TASK STATEMENT
Consider the listing below. Extract exactly the lines from the line containing "Could you kindly segment every instance of the insect" to the line containing "Could you kindly segment every instance of the green katydid?", both included.

EXERCISE DATA
·····

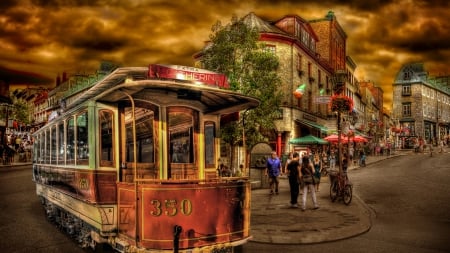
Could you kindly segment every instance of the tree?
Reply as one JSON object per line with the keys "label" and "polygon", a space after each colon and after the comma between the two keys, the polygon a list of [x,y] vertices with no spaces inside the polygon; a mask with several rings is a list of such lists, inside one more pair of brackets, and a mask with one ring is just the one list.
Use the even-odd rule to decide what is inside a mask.
{"label": "tree", "polygon": [[29,124],[29,118],[28,118],[28,105],[22,101],[17,100],[14,103],[14,117],[18,122]]}
{"label": "tree", "polygon": [[[223,73],[232,90],[260,99],[261,104],[240,114],[239,122],[222,127],[222,139],[233,149],[242,143],[245,133],[246,147],[264,140],[262,129],[274,129],[274,120],[281,102],[282,92],[277,70],[277,56],[259,42],[257,28],[248,26],[233,16],[231,23],[212,27],[211,43],[204,49],[201,62],[204,68]],[[244,131],[242,130],[244,128]]]}

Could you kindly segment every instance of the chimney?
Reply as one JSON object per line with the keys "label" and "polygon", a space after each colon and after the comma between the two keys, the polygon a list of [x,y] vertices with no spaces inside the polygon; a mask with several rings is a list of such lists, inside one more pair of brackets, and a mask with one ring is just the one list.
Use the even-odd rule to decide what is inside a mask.
{"label": "chimney", "polygon": [[61,84],[61,77],[58,74],[58,76],[56,77],[56,87],[58,87],[60,84]]}

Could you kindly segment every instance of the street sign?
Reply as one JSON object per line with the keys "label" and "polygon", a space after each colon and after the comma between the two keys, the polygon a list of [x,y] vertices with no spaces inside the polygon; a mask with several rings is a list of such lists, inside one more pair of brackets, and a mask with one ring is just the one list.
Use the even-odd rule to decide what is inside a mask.
{"label": "street sign", "polygon": [[328,104],[330,103],[331,96],[317,96],[315,99],[316,104]]}

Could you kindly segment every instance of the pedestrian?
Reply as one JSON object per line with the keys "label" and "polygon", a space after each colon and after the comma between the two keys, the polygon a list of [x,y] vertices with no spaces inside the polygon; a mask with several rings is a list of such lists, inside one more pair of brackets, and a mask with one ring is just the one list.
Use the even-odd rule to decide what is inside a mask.
{"label": "pedestrian", "polygon": [[286,159],[286,163],[284,164],[284,170],[281,172],[281,174],[287,173],[287,167],[291,161],[292,161],[292,152],[289,152],[288,158]]}
{"label": "pedestrian", "polygon": [[314,155],[313,166],[314,166],[314,184],[316,186],[316,192],[319,192],[320,177],[322,175],[323,166],[322,161],[320,161],[320,157],[318,154]]}
{"label": "pedestrian", "polygon": [[281,161],[277,157],[277,153],[275,151],[273,151],[271,153],[271,157],[267,159],[266,168],[266,175],[269,176],[270,194],[273,194],[274,191],[275,194],[278,194],[278,185],[280,184],[278,177],[281,173]]}
{"label": "pedestrian", "polygon": [[439,153],[444,152],[444,141],[439,140]]}
{"label": "pedestrian", "polygon": [[330,170],[334,170],[336,168],[336,154],[334,150],[331,150],[330,153]]}
{"label": "pedestrian", "polygon": [[286,172],[289,178],[289,188],[291,190],[291,207],[298,207],[298,194],[299,194],[299,183],[300,183],[300,163],[299,154],[294,152],[292,154],[292,159],[287,165]]}
{"label": "pedestrian", "polygon": [[314,168],[312,164],[309,162],[308,157],[302,158],[302,166],[300,169],[300,175],[303,180],[303,198],[302,198],[302,211],[306,210],[306,197],[308,195],[308,189],[311,192],[311,198],[314,205],[314,209],[318,209],[319,205],[317,204],[316,192],[314,191]]}
{"label": "pedestrian", "polygon": [[344,155],[342,156],[342,171],[345,173],[345,175],[347,174],[347,170],[348,170],[348,155],[347,153],[344,153]]}

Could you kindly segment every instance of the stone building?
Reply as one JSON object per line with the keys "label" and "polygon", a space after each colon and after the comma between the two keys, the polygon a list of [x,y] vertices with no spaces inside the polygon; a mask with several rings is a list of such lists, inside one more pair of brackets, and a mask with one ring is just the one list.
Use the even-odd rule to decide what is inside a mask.
{"label": "stone building", "polygon": [[[243,20],[258,29],[260,41],[279,58],[280,88],[286,93],[281,104],[282,117],[275,122],[277,136],[270,138],[279,154],[294,148],[289,144],[292,138],[308,134],[324,137],[337,130],[336,113],[328,107],[337,72],[346,75],[343,94],[354,100],[355,114],[365,113],[366,102],[354,76],[357,65],[346,54],[347,35],[333,12],[309,21],[287,15],[269,22],[254,13]],[[301,97],[294,95],[297,89],[302,91]],[[348,122],[350,116],[343,115],[343,119]]]}
{"label": "stone building", "polygon": [[450,133],[450,87],[445,77],[429,76],[423,63],[402,66],[393,83],[393,118],[402,145],[414,139],[427,143]]}

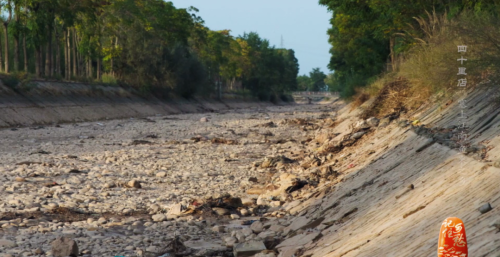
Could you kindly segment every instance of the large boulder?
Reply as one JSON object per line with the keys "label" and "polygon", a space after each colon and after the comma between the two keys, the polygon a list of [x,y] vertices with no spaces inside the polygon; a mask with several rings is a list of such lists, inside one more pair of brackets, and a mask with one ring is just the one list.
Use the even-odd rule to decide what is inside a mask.
{"label": "large boulder", "polygon": [[52,242],[52,255],[55,257],[78,256],[78,245],[68,237],[59,237]]}

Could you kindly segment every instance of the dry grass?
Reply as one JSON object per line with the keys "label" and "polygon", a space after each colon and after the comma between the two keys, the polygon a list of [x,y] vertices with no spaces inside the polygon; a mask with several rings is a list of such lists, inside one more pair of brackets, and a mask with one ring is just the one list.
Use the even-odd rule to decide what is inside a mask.
{"label": "dry grass", "polygon": [[[500,75],[494,72],[500,68],[500,19],[463,13],[450,21],[446,15],[433,12],[416,18],[425,37],[398,34],[414,45],[397,58],[393,72],[383,74],[357,93],[356,107],[366,95],[375,98],[362,116],[415,110],[436,93],[449,95],[462,90],[459,78],[467,79],[468,89],[500,81]],[[459,45],[466,45],[467,52],[459,53]],[[462,56],[467,59],[463,64],[457,61]],[[466,68],[466,76],[457,74],[459,67]]]}
{"label": "dry grass", "polygon": [[356,107],[361,106],[363,103],[365,103],[368,100],[370,100],[370,95],[368,93],[363,92],[363,91],[358,92],[354,97],[354,101],[351,105],[351,110],[355,109]]}

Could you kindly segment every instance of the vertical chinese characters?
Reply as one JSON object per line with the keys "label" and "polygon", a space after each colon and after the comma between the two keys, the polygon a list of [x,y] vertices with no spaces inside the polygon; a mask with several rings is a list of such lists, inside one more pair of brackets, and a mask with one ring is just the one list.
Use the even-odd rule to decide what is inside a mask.
{"label": "vertical chinese characters", "polygon": [[[466,53],[467,52],[467,46],[466,45],[459,45],[457,46],[458,47],[458,52],[459,53]],[[457,61],[460,62],[460,65],[463,65],[464,64],[464,61],[467,61],[466,58],[464,58],[464,56],[462,55],[459,59],[457,59]],[[458,67],[458,73],[457,75],[458,76],[466,76],[467,73],[465,72],[466,70],[466,67]],[[466,103],[465,103],[465,97],[466,97],[466,93],[467,93],[467,90],[466,90],[466,87],[467,87],[467,78],[465,77],[460,77],[458,79],[458,84],[457,84],[458,87],[461,87],[463,88],[464,90],[464,98],[462,100],[459,101],[459,105],[460,105],[460,114],[459,114],[459,119],[460,119],[460,125],[458,126],[459,129],[461,130],[460,131],[460,134],[458,135],[458,141],[460,143],[460,152],[464,153],[467,151],[467,139],[468,139],[468,135],[466,133],[466,129],[467,129],[467,123],[466,123],[466,119],[467,119],[467,114],[465,113],[465,108],[467,107]],[[460,166],[464,167],[464,156],[462,155],[460,157]]]}

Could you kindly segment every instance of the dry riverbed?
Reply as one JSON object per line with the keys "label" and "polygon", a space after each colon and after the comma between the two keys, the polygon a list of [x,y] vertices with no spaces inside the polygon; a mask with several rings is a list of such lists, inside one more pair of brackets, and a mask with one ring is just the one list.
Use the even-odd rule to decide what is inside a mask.
{"label": "dry riverbed", "polygon": [[[294,162],[307,159],[307,143],[333,125],[338,107],[0,130],[0,256],[233,256],[243,242],[238,256],[273,249],[290,225],[289,203],[317,186]],[[54,242],[61,236],[68,240]]]}

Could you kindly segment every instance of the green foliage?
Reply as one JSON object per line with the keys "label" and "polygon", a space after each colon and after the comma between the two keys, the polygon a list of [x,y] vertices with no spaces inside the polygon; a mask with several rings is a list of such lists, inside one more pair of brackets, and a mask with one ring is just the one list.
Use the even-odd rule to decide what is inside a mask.
{"label": "green foliage", "polygon": [[160,97],[210,96],[227,81],[267,98],[297,87],[293,50],[275,49],[256,33],[235,38],[229,30],[212,31],[194,7],[163,0],[9,0],[0,1],[0,10],[8,25],[3,46],[10,44],[0,71],[4,61],[18,64],[6,73],[120,84]]}
{"label": "green foliage", "polygon": [[19,85],[19,79],[15,75],[7,75],[2,78],[2,81],[7,87],[11,89],[15,89],[17,85]]}
{"label": "green foliage", "polygon": [[309,76],[301,75],[297,77],[297,89],[300,91],[326,91],[326,74],[319,68],[313,68]]}
{"label": "green foliage", "polygon": [[[419,26],[418,17],[435,11],[447,12],[448,18],[470,10],[476,15],[497,14],[495,0],[320,0],[332,11],[328,30],[331,59],[329,68],[335,73],[328,79],[331,88],[349,97],[355,88],[373,81],[384,70],[391,70],[396,57],[415,45],[415,38],[427,35]],[[406,37],[405,35],[413,37]],[[330,85],[329,84],[329,85]]]}
{"label": "green foliage", "polygon": [[300,75],[297,77],[297,89],[299,91],[308,91],[311,88],[311,78],[307,75]]}
{"label": "green foliage", "polygon": [[276,49],[255,33],[240,40],[248,44],[251,68],[243,76],[243,86],[262,100],[297,89],[298,60],[293,50]]}
{"label": "green foliage", "polygon": [[326,75],[319,68],[314,68],[311,72],[309,72],[309,77],[311,78],[311,91],[325,91],[326,84],[325,79]]}
{"label": "green foliage", "polygon": [[108,85],[118,85],[118,80],[111,73],[104,73],[102,75],[102,83]]}

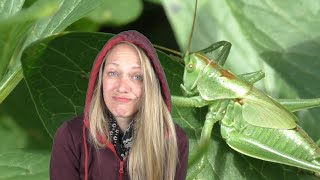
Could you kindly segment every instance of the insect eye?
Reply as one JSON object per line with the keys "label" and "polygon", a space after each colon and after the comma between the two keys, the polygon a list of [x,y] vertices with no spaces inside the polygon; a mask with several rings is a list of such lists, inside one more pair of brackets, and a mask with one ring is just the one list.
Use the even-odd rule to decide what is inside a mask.
{"label": "insect eye", "polygon": [[195,64],[189,63],[186,68],[188,72],[193,72],[195,67],[196,67]]}

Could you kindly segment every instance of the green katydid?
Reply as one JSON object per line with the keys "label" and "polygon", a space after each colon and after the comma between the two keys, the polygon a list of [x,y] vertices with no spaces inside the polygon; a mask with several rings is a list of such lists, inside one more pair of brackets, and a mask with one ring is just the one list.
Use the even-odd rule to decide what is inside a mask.
{"label": "green katydid", "polygon": [[[189,48],[191,36],[192,32]],[[205,56],[219,48],[222,49],[215,61]],[[223,68],[230,48],[229,42],[220,41],[198,52],[186,52],[184,56],[181,88],[187,97],[172,96],[172,102],[177,106],[208,106],[209,109],[199,149],[194,154],[191,152],[189,165],[199,161],[201,166],[199,152],[206,149],[213,125],[219,121],[222,137],[232,149],[319,173],[320,149],[296,124],[292,112],[320,106],[320,99],[277,101],[262,93],[252,84],[262,79],[263,73],[236,76]]]}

·····

TASK SOLUTION
Could you kindly segment every instance of the insect eye?
Reply as one JSON object per line with the keys "label" and "polygon", a space after each colon and after the comma between the two keys, the polygon a list of [x,y] vertices with no spaces inside the polygon; a mask with several rings is a list of such lists, inside one more pair of brackets, and a mask with one ring is just the one list.
Use the even-odd rule to decide what is inside a mask.
{"label": "insect eye", "polygon": [[195,64],[189,63],[186,68],[188,72],[193,72],[195,67],[196,67]]}

Could you kindly segment every instance of the green katydid?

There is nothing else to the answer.